• _Provided records_
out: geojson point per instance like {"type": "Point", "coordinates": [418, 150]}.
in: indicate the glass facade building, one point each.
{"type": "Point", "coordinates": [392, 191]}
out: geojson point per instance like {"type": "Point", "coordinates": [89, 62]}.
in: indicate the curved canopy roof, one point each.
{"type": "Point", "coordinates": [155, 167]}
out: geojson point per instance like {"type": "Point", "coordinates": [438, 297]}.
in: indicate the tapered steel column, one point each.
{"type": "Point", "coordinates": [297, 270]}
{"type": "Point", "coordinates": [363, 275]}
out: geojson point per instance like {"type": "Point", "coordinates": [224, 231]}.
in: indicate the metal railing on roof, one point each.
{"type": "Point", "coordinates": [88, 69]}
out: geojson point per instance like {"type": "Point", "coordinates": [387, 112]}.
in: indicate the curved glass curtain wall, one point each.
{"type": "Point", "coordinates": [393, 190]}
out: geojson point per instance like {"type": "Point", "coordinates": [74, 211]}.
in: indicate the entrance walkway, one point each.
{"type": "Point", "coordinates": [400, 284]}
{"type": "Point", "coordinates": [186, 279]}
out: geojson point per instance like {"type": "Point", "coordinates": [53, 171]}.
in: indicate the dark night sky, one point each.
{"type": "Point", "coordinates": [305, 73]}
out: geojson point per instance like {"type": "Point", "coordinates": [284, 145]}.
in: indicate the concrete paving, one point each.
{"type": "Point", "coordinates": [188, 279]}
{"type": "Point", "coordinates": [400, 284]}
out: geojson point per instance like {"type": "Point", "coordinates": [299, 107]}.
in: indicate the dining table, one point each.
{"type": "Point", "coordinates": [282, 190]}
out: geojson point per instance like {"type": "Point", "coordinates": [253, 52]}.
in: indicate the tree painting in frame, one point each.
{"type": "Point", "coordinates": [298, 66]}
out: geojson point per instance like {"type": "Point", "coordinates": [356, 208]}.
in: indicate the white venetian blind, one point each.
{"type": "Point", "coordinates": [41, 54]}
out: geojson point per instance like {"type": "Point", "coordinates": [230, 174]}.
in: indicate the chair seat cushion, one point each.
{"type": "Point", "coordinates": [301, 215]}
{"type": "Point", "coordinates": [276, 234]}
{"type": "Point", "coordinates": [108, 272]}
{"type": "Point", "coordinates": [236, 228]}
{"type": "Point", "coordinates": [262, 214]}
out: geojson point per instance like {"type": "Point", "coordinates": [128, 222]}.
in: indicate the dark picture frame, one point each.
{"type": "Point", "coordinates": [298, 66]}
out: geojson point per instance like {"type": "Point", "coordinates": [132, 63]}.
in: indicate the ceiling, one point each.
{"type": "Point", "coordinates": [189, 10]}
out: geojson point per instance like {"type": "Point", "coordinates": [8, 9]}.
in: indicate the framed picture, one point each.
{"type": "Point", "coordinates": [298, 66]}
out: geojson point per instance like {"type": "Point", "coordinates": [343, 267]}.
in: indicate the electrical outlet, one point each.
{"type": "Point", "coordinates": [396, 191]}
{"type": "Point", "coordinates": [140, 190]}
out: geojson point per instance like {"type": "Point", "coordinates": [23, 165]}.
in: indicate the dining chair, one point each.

• _Work required_
Starting with the first entry and ending with the last, give all of them again unchanged.

• _Result for this task_
out: geojson point per instance like {"type": "Point", "coordinates": [418, 150]}.
in: indicate the glass facade building, one point each.
{"type": "Point", "coordinates": [392, 191]}
out: geojson point per instance like {"type": "Point", "coordinates": [89, 62]}.
in: indicate the curved canopy roof, one point each.
{"type": "Point", "coordinates": [155, 167]}
out: geojson point per instance like {"type": "Point", "coordinates": [438, 297]}.
in: indicate the tapered steel column, one point each.
{"type": "Point", "coordinates": [297, 270]}
{"type": "Point", "coordinates": [363, 275]}
out: geojson point per instance like {"type": "Point", "coordinates": [224, 231]}.
in: indicate the metal railing on roof, one point each.
{"type": "Point", "coordinates": [88, 69]}
out: geojson point per instance like {"type": "Point", "coordinates": [387, 112]}.
in: indicate the curved glass curtain wall, one point each.
{"type": "Point", "coordinates": [393, 190]}
out: geojson point per instance like {"type": "Point", "coordinates": [74, 211]}.
in: indicate the entrance walkway, one point each.
{"type": "Point", "coordinates": [400, 284]}
{"type": "Point", "coordinates": [186, 279]}
out: geojson point per instance like {"type": "Point", "coordinates": [53, 171]}.
in: indicate the dark night sky, one point each.
{"type": "Point", "coordinates": [305, 73]}
out: geojson point per instance like {"type": "Point", "coordinates": [284, 145]}.
in: indicate the concrete paving, one point each.
{"type": "Point", "coordinates": [188, 279]}
{"type": "Point", "coordinates": [400, 284]}
out: geojson point per instance like {"type": "Point", "coordinates": [299, 107]}.
in: indicate the dining table, one point each.
{"type": "Point", "coordinates": [282, 190]}
out: geojson point per instance like {"type": "Point", "coordinates": [253, 52]}.
in: indicate the tree painting in frame, one point each.
{"type": "Point", "coordinates": [298, 66]}
out: geojson point per instance like {"type": "Point", "coordinates": [356, 208]}.
in: indicate the white venetian blind, one point each.
{"type": "Point", "coordinates": [41, 54]}
out: geojson point per instance like {"type": "Point", "coordinates": [230, 174]}.
in: indicate the chair seat cushion, one point each.
{"type": "Point", "coordinates": [301, 215]}
{"type": "Point", "coordinates": [276, 234]}
{"type": "Point", "coordinates": [108, 272]}
{"type": "Point", "coordinates": [236, 228]}
{"type": "Point", "coordinates": [262, 214]}
out: geojson point per instance like {"type": "Point", "coordinates": [128, 222]}.
in: indicate the dark picture frame, one point each.
{"type": "Point", "coordinates": [298, 66]}
out: geojson point per instance like {"type": "Point", "coordinates": [132, 63]}.
in: indicate the ceiling, one point each.
{"type": "Point", "coordinates": [189, 10]}
out: geojson point per instance like {"type": "Point", "coordinates": [8, 9]}.
in: indicate the framed picture, one point each.
{"type": "Point", "coordinates": [298, 66]}
out: geojson point per instance like {"type": "Point", "coordinates": [343, 267]}.
in: indicate the electrical outlet, one point each.
{"type": "Point", "coordinates": [396, 191]}
{"type": "Point", "coordinates": [140, 190]}
out: geojson point per instance like {"type": "Point", "coordinates": [23, 165]}.
in: indicate the dining chair, one point each.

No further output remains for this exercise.